* Records for processing:
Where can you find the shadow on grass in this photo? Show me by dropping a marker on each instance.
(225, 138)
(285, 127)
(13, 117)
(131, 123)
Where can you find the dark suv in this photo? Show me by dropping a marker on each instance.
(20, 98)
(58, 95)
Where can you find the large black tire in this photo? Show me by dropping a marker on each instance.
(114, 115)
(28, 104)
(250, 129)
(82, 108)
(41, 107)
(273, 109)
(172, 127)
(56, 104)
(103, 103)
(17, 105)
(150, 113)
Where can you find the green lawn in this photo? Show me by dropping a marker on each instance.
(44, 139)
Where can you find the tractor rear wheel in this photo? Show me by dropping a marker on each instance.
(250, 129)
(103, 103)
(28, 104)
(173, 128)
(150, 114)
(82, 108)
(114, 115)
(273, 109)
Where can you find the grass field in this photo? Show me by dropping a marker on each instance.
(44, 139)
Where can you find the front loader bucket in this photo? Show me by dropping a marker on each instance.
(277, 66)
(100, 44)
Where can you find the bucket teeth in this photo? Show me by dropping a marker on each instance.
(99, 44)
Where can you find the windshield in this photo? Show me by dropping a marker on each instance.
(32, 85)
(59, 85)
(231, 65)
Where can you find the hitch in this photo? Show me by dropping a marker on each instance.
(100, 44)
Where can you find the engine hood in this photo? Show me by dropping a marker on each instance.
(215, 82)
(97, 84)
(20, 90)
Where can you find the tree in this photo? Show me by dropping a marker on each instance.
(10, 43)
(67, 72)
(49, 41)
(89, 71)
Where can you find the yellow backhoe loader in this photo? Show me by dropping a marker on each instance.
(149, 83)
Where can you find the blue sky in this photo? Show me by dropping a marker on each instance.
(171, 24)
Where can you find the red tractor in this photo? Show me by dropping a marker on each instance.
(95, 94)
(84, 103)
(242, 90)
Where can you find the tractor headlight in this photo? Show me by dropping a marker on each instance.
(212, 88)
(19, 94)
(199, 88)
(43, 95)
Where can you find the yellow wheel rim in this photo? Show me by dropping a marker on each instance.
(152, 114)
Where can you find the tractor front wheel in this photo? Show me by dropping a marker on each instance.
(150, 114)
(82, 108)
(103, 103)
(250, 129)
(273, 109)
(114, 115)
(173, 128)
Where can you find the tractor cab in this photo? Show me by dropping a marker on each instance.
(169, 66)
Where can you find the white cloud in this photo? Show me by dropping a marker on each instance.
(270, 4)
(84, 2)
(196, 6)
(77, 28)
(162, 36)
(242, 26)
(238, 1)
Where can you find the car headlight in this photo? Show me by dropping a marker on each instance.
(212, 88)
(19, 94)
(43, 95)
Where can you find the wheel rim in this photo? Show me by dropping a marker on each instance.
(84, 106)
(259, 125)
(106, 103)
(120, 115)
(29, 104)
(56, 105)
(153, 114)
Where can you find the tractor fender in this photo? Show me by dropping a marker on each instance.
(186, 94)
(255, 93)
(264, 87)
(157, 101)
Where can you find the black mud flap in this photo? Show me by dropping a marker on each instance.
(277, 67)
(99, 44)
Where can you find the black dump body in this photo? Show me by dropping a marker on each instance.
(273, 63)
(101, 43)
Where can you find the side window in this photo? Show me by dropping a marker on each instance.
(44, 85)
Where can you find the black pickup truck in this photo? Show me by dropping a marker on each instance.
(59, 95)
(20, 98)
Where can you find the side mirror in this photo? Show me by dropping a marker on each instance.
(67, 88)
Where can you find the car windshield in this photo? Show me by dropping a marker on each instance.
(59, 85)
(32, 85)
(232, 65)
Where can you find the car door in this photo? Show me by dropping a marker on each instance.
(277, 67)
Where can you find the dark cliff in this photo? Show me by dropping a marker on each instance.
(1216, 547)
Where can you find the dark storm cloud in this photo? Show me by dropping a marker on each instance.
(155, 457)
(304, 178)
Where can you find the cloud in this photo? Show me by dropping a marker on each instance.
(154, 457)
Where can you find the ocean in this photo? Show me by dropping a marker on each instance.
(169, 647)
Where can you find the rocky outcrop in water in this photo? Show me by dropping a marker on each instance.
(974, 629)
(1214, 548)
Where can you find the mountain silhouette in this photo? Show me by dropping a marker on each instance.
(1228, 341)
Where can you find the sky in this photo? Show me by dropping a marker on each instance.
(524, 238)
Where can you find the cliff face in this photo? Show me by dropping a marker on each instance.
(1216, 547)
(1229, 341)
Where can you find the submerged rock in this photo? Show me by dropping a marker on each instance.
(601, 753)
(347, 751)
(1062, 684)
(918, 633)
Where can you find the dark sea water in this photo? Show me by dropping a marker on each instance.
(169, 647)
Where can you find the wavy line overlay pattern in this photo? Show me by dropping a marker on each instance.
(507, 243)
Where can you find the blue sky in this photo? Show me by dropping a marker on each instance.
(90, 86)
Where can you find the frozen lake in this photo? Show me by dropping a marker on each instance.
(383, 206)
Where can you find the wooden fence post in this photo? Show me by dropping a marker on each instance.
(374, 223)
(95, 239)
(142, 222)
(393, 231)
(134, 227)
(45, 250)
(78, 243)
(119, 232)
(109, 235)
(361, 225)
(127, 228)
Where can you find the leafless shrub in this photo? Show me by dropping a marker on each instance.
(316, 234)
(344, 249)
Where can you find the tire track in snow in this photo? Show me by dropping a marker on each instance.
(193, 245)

* Short problem: Copy all of the entries above word for word, keeping every line as it is.

* Solution to the exercise:
Where can you find the shadow on grass in this photo? Show me by dropping a marker on each instance.
(225, 138)
(285, 127)
(13, 117)
(131, 123)
Where can you find the dark suv in this photo? Show me by dropping a marker on each instance.
(20, 98)
(58, 95)
Where can you find the large black tire in this photo? Show me by dropping a marker on each instance.
(114, 115)
(28, 104)
(250, 129)
(82, 108)
(41, 107)
(273, 109)
(172, 127)
(56, 104)
(103, 103)
(17, 105)
(150, 113)
Where can you find the green lawn in this photo? Show me by dropping a marker on each instance.
(44, 139)
Where can you find the tractor rear wheel in this photo? Show me by dropping a marker on each instance.
(250, 129)
(103, 103)
(28, 104)
(173, 128)
(150, 114)
(82, 108)
(114, 115)
(273, 109)
Where can you find the grass field in this photo? Show me by dropping a marker on each instance.
(44, 139)
Where can you find the front loader bucket in this photo? Show me by dropping a marker on each instance.
(277, 66)
(100, 44)
Where can you find the bucket teeth in this photo? Show me by dropping a marker on each instance.
(99, 44)
Where can you find the windshield in this photo? Show me by dropping a marker on each instance.
(32, 85)
(59, 85)
(231, 65)
Where can you find the hitch in this photo? Show me by dropping a marker on each instance.
(100, 44)
Where can you find the engine hood in this photo? Show me by dropping a marker on each instance.
(215, 82)
(97, 84)
(20, 90)
Where can you find the tree in this photo? Show me by dropping a marker on each instance.
(10, 43)
(67, 72)
(49, 41)
(89, 71)
Where can you find the yellow backhoe loader in this photo? Show me by dropping a marker on each instance.
(149, 83)
Where can you find the blue sky in this photo? Show me by dropping a marker on each instance.
(171, 24)
Where can you find the red tractor in this photo? Show me by dropping a marker on each instance.
(95, 94)
(84, 103)
(242, 90)
Where can you find the tractor headlight in this photo? Show me by dropping a marker on each instance.
(212, 88)
(19, 94)
(199, 88)
(43, 95)
Where can you find the yellow wheel rim in this photo? Show me by dropping a marker on each instance.
(152, 114)
Where can you find the tractor front wheel in this photo? Show me by dropping a marker on each instance.
(150, 114)
(82, 108)
(103, 103)
(250, 129)
(273, 109)
(114, 115)
(173, 128)
Where can you find the tractor cab in this photo? Show me by dropping a marker on each instance.
(169, 66)
Where can you find the white cloud in this photo? Show me by dropping a marker on each instance.
(270, 4)
(84, 2)
(196, 6)
(77, 28)
(162, 36)
(242, 26)
(238, 1)
Where can you find the car headlight in this photo? Show me by dropping a marker on each instance.
(212, 88)
(19, 94)
(43, 95)
Where can you find the wheel rim in this photo? Show me by dropping a marker on each instance.
(84, 106)
(259, 125)
(106, 103)
(120, 115)
(29, 104)
(56, 105)
(153, 114)
Where can you find the tractor fender in this photo? Show me by dropping a marker on each instance.
(186, 94)
(255, 93)
(264, 87)
(157, 101)
Where can you find the black mud flap in this photo? Show me by dropping a marker on each instance.
(277, 67)
(99, 44)
Where can you find the black dump body in this photo? Show me by dropping a marker on each instance.
(273, 63)
(101, 43)
Where can you find the side window in this photo? Show me by dropping a marker on each instance.
(44, 85)
Where can you find the black pickup truck in this photo? Show me by dropping a marker on each instance.
(59, 95)
(20, 98)
Where can you find the side mirror in this photo? Show me by dropping a marker on each instance.
(67, 88)
Where can you find the car windshield in this photo? Show me by dropping a marker on each instance.
(59, 85)
(32, 85)
(232, 65)
Where can you find the car door in this photo? Show me by dropping a marker on each instance.
(277, 67)
Where can you find the dark cliff in this photo? Show me by dropping a marker on each instance.
(1216, 547)
Where can you find the dark storm cloud in this photo? Show me by dropping a marker on each instance.
(155, 457)
(304, 178)
Where can you find the cloud in this photo? Show me by dropping a marker on each instance.
(154, 457)
Where can you find the ocean in this photo? Show me by dropping a marker on each instance.
(169, 647)
Where can you find the rocky outcrop in water in this photo? Show me by dropping a marker on each instance.
(974, 629)
(1214, 548)
Where can you find the mountain silhouette in this photo? Show me by dropping a marker on each instance.
(1228, 341)
Where can you find the sky in this photo? Show me by dropping a marker on each instance.
(524, 238)
Where can you find the cliff face in this photo? Show me by dropping a marker on each instance.
(1216, 547)
(1229, 341)
Where can you find the submerged rock in this photo? Show me by dropping a marker on each instance.
(601, 753)
(347, 751)
(1062, 684)
(918, 633)
Where can you find the dark sea water in this photo? Show me by dropping a marker on each instance.
(169, 647)
Where can you find the wavy line overlay pattern in this photo? Show me by dropping a marker on each instance.
(507, 243)
Where can you find the blue sky in this photo? Show me by dropping a marker on each instance.
(90, 86)
Where can you find the frozen lake in this photo? Show me by dropping a marker on each instance.
(383, 206)
Where can you find the wooden fence post in this photo? Show me by dropping a marker on each instance.
(374, 223)
(95, 239)
(142, 222)
(393, 231)
(134, 227)
(45, 250)
(78, 243)
(119, 232)
(109, 235)
(361, 225)
(127, 228)
Where can you find the leafless shrub in this photo? Show me by dropping a marker on each instance.
(316, 234)
(344, 249)
Where can you find the tire track in snow in this photo? Show me by dropping a marker on each instance.
(193, 245)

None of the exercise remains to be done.